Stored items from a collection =
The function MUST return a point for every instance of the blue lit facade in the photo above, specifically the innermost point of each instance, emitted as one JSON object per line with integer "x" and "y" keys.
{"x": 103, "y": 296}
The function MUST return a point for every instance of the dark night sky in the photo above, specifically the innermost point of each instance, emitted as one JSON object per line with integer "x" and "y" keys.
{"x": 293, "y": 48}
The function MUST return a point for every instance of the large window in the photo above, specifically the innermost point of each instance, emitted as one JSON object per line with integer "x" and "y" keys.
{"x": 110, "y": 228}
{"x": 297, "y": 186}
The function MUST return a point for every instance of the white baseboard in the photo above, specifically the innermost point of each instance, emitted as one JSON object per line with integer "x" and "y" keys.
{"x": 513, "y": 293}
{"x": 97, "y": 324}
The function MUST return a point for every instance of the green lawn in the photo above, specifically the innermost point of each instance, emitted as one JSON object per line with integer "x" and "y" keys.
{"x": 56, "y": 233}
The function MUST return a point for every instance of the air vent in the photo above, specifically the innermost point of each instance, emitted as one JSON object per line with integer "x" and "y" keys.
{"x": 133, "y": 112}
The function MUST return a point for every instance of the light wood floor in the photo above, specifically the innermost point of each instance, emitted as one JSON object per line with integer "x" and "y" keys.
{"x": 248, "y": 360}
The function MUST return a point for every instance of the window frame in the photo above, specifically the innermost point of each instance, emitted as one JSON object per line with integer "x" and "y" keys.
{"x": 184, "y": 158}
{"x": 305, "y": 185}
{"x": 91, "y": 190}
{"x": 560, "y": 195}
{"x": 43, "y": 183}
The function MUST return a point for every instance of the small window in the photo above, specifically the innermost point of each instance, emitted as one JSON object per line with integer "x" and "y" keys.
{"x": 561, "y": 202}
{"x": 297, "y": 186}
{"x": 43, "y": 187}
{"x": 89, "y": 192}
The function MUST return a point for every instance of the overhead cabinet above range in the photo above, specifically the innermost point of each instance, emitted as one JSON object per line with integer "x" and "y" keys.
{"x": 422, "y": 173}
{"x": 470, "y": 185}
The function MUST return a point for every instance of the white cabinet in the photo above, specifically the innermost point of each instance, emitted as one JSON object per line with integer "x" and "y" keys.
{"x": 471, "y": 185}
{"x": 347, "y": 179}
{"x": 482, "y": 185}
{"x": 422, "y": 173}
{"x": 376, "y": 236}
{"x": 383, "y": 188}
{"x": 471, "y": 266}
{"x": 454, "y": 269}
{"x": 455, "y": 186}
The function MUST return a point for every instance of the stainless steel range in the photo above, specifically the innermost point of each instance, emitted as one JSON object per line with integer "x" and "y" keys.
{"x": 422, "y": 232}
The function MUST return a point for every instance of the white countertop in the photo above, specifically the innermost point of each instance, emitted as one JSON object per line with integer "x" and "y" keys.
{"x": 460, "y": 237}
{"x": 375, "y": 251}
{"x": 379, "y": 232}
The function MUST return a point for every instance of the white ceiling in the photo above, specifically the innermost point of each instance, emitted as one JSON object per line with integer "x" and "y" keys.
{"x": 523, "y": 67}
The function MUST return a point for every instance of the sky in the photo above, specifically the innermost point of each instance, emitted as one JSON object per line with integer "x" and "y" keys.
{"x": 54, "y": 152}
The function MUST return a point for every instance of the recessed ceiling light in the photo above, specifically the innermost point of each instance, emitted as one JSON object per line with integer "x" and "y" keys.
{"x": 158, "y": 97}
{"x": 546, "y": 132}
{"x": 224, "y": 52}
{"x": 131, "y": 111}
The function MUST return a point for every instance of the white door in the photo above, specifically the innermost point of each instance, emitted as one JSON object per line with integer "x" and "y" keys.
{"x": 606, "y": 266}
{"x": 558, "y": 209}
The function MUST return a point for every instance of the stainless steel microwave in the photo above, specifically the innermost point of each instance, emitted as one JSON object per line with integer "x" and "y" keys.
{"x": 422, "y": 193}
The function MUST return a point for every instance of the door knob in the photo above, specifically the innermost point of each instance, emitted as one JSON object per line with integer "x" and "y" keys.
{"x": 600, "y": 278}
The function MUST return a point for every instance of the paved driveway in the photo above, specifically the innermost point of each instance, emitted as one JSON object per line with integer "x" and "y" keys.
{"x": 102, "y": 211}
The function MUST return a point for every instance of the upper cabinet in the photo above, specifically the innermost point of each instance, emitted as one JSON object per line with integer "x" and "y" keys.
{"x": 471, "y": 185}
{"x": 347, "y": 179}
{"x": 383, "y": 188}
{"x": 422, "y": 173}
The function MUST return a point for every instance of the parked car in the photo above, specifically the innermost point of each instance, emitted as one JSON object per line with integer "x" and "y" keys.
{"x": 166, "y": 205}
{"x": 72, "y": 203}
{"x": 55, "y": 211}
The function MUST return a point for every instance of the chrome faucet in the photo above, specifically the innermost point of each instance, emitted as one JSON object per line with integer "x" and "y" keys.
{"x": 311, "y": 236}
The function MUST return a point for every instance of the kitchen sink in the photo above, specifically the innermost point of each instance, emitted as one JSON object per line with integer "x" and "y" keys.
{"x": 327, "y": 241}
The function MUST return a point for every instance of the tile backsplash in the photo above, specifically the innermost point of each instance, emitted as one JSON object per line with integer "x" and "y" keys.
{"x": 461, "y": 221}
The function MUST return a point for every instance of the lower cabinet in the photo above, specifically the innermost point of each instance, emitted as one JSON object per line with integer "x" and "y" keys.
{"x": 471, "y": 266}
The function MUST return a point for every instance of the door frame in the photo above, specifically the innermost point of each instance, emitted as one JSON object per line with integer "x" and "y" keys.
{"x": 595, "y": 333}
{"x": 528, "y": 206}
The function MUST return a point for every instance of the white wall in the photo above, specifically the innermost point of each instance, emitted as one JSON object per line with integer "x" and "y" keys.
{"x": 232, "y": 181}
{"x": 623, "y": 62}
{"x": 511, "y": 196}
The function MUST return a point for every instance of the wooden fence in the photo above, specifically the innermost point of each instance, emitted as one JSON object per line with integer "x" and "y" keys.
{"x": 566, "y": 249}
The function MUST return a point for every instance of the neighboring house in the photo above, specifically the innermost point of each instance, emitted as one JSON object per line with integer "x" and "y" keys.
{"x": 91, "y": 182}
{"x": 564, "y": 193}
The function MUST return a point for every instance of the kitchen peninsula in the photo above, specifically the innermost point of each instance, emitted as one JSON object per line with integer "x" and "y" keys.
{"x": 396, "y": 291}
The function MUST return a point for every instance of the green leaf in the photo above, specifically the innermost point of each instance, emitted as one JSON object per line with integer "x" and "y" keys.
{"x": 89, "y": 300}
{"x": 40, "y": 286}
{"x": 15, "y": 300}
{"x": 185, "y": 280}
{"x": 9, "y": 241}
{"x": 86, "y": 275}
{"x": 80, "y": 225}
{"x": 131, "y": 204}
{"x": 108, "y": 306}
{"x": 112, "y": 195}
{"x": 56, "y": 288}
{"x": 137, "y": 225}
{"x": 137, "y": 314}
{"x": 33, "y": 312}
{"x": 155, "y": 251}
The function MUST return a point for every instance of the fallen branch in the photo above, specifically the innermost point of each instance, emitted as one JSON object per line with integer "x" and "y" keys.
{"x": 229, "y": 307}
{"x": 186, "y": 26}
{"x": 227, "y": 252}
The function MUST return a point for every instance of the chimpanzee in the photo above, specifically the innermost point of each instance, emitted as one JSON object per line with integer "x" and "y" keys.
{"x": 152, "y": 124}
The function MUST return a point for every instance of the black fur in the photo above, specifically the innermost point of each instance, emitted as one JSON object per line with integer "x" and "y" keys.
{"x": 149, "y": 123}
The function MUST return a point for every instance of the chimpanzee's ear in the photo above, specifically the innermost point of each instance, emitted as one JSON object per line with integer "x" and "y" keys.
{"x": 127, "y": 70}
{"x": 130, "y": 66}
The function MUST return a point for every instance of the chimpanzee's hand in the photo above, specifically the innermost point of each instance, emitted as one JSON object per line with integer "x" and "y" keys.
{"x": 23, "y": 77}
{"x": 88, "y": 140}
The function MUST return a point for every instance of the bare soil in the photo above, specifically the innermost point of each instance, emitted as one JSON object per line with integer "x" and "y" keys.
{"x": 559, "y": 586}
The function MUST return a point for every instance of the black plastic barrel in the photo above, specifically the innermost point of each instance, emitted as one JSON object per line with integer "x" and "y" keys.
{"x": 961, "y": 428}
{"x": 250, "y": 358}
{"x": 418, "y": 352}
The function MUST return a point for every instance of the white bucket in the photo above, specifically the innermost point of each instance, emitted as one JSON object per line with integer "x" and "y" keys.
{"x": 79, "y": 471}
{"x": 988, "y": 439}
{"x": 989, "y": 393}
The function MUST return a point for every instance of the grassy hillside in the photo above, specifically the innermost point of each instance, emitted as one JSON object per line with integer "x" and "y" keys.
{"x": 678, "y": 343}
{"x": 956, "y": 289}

Prompt =
Exactly repeat the lines from the line that contains "the chimpanzee's ear" to the end of the entries, both included, and leave out all other lines.

Written response =
The function MUST return a point for every instance of the chimpanzee's ear in the photo above, specifically the innermost point of each instance, emitted as one JSON object per line with integer "x" and "y" keys.
{"x": 127, "y": 70}
{"x": 130, "y": 66}
The function MUST return a point for every instance of the chimpanzee's hand in the photo above, specifically the innermost point of each instance, emitted as one JSON object per line with integer "x" and "y" keys.
{"x": 23, "y": 77}
{"x": 88, "y": 140}
The function MUST return a point for every instance of the bare soil in the photo above, specifically the innermost point of each instance, emitted as one JSON object per line with integer "x" and "y" keys.
{"x": 559, "y": 586}
The function MUST return a point for every instance of the black plastic barrel in the photo above, specifically the innermost point of each instance, emitted as one JSON object per line with integer "x" and "y" keys.
{"x": 961, "y": 428}
{"x": 250, "y": 358}
{"x": 418, "y": 352}
The function MUST return a point for every instance of the white bucket in the photo above, specifically the innermost point of each instance, emitted as one JSON object per line with integer "x" and "y" keys.
{"x": 79, "y": 471}
{"x": 988, "y": 439}
{"x": 989, "y": 393}
The function MUST return a point for every instance of the grassy hillside in the photo above, specifically the innermost point of each instance, emitted as one JSON object per line with integer "x" and "y" keys.
{"x": 678, "y": 343}
{"x": 956, "y": 289}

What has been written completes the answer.